__Work order__
Among the entries, find the lines with the string "below" and report them.

(Referring expression data)
********************
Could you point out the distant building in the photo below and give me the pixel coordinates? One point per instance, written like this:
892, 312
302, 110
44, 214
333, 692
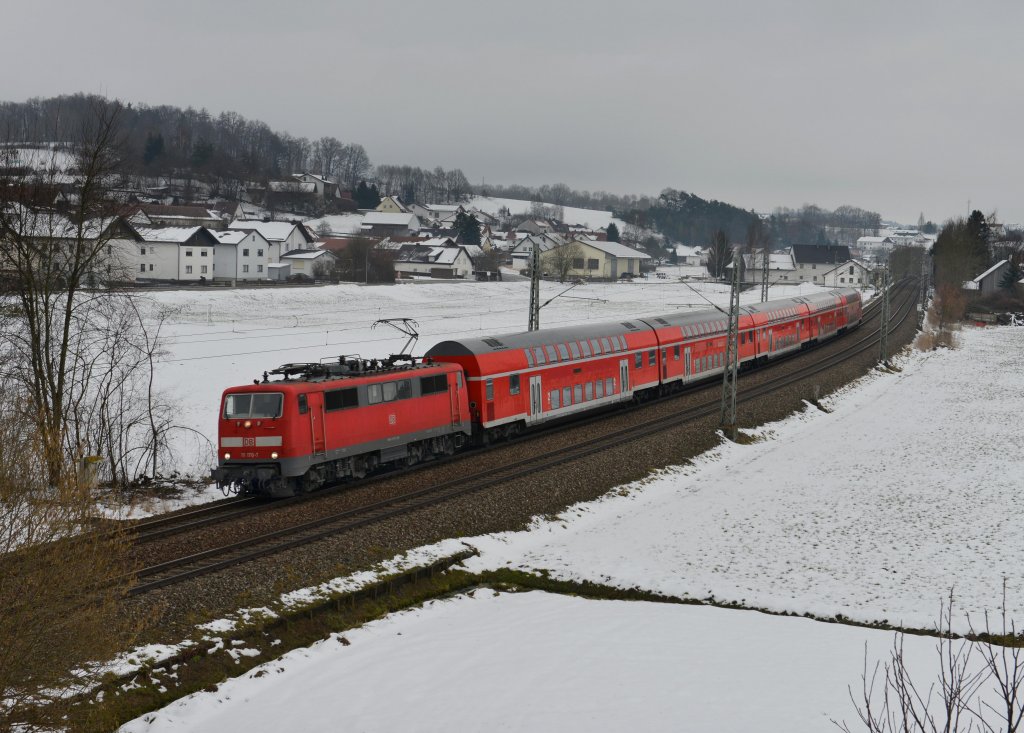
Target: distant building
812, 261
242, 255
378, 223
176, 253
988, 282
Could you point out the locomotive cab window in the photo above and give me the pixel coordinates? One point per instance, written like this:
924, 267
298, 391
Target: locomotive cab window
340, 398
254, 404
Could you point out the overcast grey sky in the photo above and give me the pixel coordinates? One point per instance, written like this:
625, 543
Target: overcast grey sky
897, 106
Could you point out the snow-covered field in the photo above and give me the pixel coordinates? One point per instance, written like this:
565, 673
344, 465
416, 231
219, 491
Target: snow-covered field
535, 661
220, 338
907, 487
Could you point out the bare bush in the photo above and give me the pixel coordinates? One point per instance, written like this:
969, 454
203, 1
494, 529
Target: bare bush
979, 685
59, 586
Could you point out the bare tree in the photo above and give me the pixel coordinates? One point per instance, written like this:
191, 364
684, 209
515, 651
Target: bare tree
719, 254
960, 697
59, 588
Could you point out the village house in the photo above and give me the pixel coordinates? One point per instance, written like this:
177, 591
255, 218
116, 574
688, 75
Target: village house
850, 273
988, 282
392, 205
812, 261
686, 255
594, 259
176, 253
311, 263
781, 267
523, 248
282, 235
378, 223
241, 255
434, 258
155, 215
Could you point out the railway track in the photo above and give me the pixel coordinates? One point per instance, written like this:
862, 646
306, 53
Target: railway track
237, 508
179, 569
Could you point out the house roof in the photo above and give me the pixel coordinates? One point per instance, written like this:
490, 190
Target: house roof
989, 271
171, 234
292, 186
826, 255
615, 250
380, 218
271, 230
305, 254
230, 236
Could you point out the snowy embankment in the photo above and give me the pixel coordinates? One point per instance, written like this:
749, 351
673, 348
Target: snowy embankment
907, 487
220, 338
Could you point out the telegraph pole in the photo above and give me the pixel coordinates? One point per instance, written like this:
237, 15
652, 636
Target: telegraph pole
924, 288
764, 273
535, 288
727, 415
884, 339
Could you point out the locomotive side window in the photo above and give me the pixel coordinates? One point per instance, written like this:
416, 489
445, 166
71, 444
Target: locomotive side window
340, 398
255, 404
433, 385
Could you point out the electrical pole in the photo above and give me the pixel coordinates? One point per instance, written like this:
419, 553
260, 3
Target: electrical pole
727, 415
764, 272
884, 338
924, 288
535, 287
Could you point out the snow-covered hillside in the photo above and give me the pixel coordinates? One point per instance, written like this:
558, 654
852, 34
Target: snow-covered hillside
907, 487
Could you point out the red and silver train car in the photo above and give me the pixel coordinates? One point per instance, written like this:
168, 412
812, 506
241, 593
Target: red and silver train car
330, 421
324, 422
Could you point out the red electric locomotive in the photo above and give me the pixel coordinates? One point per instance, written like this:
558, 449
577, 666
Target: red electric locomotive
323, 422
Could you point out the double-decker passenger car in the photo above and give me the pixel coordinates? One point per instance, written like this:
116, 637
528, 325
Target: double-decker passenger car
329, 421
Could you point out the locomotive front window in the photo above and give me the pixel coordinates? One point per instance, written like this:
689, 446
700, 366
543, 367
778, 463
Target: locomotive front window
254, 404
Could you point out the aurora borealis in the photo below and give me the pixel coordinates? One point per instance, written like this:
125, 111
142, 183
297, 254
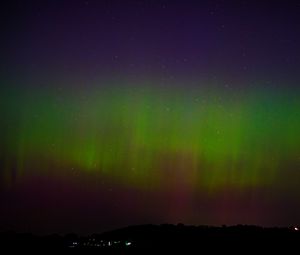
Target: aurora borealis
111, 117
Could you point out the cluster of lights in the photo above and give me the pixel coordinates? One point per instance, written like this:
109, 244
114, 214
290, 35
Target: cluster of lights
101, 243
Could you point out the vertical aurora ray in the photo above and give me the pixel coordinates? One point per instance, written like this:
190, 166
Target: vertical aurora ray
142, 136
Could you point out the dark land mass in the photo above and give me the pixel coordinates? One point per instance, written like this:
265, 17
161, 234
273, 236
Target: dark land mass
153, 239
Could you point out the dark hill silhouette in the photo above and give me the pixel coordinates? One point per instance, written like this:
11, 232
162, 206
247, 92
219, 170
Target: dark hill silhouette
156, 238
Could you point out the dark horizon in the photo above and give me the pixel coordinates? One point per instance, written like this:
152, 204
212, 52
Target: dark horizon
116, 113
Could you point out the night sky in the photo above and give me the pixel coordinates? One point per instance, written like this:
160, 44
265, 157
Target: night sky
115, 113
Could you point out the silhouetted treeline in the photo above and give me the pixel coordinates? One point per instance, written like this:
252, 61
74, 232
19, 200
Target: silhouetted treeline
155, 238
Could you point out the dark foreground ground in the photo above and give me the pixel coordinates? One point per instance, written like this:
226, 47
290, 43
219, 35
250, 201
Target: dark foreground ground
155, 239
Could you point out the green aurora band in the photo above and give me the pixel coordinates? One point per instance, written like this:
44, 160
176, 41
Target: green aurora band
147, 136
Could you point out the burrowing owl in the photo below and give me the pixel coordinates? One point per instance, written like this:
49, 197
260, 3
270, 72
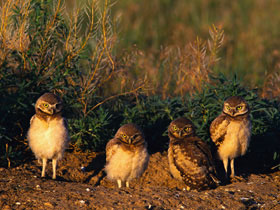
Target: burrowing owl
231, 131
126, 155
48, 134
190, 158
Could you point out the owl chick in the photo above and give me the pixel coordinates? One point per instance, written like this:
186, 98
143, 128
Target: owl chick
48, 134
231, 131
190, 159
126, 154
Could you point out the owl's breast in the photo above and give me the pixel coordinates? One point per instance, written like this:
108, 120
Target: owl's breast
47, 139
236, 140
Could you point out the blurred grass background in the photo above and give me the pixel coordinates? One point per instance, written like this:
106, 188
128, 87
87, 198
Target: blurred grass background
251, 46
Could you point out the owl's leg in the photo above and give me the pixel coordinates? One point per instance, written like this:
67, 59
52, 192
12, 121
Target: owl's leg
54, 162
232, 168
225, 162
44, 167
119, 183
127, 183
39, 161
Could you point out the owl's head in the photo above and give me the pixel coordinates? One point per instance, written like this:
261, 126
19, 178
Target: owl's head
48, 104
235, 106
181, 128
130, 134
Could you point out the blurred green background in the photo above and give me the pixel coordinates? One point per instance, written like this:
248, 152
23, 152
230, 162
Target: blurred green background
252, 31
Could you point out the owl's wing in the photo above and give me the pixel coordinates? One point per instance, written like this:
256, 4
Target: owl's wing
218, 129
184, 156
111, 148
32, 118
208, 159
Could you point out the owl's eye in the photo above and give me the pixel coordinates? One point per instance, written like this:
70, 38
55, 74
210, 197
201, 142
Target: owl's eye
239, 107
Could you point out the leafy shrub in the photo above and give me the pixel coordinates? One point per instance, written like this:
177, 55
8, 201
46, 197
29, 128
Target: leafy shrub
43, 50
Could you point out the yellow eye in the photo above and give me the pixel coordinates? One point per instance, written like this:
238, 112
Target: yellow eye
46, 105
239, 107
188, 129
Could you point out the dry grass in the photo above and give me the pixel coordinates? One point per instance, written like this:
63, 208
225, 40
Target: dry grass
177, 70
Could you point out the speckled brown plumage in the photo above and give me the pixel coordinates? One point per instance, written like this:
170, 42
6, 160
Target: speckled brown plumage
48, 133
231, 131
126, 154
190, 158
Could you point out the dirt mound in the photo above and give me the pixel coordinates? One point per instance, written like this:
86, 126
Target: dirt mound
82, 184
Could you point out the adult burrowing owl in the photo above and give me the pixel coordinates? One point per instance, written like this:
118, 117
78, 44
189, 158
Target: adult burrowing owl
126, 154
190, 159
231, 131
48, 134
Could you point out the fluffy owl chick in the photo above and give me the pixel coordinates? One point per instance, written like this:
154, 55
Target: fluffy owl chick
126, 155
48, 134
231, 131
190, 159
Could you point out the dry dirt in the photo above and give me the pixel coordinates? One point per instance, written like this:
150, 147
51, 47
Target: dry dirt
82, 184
********************
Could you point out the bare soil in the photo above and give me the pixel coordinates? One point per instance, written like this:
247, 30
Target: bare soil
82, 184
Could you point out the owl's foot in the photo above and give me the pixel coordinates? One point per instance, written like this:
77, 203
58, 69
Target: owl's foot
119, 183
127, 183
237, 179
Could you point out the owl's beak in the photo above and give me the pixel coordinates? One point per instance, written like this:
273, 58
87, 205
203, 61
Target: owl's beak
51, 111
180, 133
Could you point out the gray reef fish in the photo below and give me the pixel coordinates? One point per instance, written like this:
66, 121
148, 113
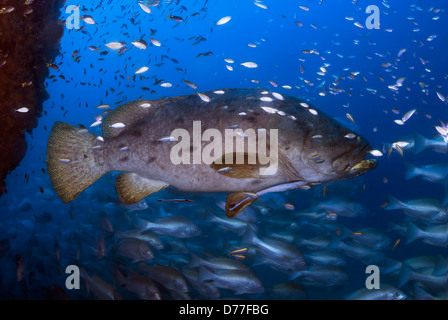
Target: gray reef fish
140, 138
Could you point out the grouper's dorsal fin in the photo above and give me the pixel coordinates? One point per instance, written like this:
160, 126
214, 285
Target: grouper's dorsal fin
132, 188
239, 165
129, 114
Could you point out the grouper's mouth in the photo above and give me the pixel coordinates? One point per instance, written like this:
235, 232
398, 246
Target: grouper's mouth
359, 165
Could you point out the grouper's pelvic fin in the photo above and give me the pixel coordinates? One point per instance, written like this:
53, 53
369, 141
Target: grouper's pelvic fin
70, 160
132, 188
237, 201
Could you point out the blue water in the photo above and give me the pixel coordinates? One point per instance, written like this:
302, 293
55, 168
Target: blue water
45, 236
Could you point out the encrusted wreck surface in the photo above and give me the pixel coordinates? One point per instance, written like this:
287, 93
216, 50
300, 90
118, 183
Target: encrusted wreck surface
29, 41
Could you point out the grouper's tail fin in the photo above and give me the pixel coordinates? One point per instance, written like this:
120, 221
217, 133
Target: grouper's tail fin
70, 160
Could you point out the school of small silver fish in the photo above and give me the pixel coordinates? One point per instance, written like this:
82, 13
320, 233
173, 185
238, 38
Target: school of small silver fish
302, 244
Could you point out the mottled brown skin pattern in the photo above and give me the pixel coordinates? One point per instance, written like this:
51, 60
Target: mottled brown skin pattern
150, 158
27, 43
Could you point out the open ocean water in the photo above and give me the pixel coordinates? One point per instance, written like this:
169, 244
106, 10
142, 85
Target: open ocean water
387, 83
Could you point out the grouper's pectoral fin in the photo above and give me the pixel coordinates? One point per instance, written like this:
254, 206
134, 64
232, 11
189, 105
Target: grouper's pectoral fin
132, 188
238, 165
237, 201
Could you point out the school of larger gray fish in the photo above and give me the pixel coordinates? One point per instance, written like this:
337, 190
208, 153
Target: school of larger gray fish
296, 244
********************
__Reply__
Could you point out the distant building in the photo below and give me the pixel coordinates? One point per instance, written like this:
Could you point out the aurora borealis in the photo below and give me the pixel coordinates? One point per instance, written like this:
Could you point out the burrowing owl in the photo below and give me the pixel coordinates? One point per instance, written like this:
Could you point out the gray reef fish in the photo below and give me the pixel coordinates? One point per instance, written like this:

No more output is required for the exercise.